Prompt> Reproduce the items below word for word, starting at the line that contains "the eu flag" and stopping after the final line of the items.

***** Record list

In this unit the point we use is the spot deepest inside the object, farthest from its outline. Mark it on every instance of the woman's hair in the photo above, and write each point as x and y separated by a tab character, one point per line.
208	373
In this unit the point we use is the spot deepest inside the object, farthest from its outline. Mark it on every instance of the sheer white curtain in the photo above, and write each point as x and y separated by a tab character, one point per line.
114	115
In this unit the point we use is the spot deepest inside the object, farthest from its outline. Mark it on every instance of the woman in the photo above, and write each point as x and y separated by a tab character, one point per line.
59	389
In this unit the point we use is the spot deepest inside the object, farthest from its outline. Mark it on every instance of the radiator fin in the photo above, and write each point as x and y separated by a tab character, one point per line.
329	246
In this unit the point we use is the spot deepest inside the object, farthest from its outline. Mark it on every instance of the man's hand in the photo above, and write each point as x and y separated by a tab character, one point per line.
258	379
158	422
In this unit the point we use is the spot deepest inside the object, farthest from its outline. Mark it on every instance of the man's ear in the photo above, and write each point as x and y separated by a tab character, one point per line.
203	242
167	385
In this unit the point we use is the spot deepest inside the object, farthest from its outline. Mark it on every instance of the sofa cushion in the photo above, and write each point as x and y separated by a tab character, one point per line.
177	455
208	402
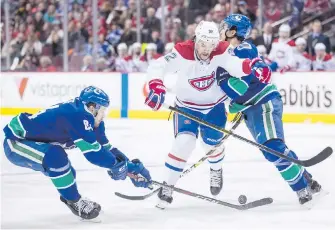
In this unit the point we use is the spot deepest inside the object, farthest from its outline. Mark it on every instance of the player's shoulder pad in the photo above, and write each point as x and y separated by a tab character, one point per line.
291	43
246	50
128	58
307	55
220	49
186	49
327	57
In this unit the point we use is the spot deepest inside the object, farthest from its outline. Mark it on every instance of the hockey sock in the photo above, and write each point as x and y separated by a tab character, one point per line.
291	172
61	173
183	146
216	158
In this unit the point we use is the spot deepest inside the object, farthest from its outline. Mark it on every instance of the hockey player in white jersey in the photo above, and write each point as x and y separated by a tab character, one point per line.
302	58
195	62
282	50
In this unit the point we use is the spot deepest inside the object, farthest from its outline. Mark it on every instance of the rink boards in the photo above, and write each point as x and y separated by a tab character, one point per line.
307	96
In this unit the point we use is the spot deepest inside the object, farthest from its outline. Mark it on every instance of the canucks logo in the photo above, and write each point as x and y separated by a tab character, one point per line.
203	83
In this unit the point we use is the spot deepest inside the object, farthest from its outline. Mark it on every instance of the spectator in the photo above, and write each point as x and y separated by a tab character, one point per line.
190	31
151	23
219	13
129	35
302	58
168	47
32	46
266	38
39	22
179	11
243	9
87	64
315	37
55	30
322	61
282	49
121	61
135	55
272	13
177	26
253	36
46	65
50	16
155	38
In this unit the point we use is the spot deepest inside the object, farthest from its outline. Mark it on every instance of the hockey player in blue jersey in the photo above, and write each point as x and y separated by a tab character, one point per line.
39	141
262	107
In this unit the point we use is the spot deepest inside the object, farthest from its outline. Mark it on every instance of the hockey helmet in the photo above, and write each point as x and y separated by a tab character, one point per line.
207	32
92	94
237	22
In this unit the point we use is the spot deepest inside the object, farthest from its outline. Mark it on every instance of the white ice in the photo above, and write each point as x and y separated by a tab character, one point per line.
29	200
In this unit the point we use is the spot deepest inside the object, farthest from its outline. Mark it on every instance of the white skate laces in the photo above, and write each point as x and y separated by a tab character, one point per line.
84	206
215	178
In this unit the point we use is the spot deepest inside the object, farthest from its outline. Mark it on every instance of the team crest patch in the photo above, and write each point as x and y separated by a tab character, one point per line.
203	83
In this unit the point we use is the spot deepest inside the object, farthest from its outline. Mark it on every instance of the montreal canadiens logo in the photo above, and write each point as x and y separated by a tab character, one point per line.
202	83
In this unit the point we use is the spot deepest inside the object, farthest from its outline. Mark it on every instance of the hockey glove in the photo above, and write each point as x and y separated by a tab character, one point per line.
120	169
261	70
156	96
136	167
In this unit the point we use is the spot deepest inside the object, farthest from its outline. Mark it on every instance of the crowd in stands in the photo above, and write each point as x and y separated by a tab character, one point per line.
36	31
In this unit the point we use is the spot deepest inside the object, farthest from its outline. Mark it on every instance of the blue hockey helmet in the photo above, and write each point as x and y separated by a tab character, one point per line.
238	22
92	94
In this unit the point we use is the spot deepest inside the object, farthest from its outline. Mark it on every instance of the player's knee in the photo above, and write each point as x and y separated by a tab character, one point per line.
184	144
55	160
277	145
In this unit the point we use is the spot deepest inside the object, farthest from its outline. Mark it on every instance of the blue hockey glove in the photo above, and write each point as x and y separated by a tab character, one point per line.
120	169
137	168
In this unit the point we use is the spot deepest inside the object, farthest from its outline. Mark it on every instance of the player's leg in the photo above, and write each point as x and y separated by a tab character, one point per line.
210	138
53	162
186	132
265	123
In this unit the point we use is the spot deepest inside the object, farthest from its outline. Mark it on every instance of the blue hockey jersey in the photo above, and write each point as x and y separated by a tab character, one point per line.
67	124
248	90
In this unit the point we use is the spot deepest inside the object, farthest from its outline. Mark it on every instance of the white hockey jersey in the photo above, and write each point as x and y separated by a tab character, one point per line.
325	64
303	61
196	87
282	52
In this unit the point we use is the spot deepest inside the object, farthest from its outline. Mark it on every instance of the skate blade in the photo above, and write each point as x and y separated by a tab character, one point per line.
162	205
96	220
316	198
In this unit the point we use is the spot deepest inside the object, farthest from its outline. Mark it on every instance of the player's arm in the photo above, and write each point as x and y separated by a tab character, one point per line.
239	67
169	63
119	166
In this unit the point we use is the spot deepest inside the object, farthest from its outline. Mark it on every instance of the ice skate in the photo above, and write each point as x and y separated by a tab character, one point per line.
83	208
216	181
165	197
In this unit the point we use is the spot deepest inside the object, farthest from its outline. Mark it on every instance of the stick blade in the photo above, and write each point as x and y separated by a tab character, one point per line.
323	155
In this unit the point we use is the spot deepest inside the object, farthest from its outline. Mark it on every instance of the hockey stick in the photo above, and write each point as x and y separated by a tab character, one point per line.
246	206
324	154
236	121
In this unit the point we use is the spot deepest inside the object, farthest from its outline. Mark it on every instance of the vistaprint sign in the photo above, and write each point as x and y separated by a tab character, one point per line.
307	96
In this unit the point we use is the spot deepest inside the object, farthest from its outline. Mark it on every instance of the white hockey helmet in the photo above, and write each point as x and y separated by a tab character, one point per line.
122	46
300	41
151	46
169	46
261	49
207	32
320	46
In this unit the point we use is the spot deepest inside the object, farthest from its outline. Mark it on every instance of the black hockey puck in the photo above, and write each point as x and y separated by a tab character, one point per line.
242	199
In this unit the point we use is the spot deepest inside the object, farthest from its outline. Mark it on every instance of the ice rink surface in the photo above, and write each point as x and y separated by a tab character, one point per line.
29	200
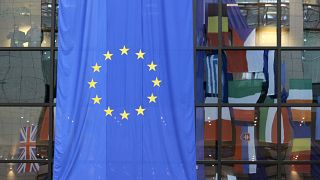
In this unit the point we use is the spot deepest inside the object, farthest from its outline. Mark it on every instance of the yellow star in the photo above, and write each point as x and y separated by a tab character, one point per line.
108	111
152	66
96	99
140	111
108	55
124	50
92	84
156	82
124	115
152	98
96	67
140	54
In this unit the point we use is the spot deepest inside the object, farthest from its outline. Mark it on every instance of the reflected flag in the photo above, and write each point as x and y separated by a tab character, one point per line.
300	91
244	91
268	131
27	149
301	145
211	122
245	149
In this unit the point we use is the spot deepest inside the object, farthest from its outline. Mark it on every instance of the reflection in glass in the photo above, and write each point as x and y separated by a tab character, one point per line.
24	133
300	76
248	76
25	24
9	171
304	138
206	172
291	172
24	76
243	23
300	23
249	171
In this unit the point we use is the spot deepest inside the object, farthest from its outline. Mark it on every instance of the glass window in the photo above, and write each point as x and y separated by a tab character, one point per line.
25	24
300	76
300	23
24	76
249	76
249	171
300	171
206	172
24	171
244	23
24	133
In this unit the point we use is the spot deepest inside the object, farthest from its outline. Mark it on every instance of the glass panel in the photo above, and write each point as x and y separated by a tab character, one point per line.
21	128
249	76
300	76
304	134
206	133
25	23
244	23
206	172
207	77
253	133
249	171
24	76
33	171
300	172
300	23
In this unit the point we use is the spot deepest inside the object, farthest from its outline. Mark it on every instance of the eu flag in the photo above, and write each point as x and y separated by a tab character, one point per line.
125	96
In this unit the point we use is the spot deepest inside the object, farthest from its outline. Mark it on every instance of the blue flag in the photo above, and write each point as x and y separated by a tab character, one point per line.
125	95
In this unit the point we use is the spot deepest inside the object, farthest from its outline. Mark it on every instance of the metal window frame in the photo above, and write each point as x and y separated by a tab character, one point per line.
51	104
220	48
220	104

**********

Solution to this exercise>
In this unit the point we use is the spot deepest inside the object, farthest from its outline. Mark it on every instance of the eu flag in the photo above, and write each point as x and y separated by a tab character, one point per line.
125	96
In this unit the point we use is the spot deepest inside the object, farthest from its outline. Mark it on every instance of the blue flag in the photo above, and write each point as x and y separated by a tab character, one point per line.
125	95
In this unit the point we use is the spot deepest inside the object, farthest from its outline. Mark it on every instance of the metal window frame in the photo above, and write each point as x and y separated by a tab character, one point per line.
51	104
220	48
220	104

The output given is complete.